==== Entries
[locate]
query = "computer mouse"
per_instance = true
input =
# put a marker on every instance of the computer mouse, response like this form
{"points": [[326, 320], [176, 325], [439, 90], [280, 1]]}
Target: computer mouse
========
Task instructions:
Copy the material above line for line, without changing anything.

Response to this task:
[locate]
query = "computer mouse"
per_instance = true
input =
# put a marker on every instance of the computer mouse, response like this form
{"points": [[326, 320], [176, 325], [439, 90], [280, 1]]}
Target: computer mouse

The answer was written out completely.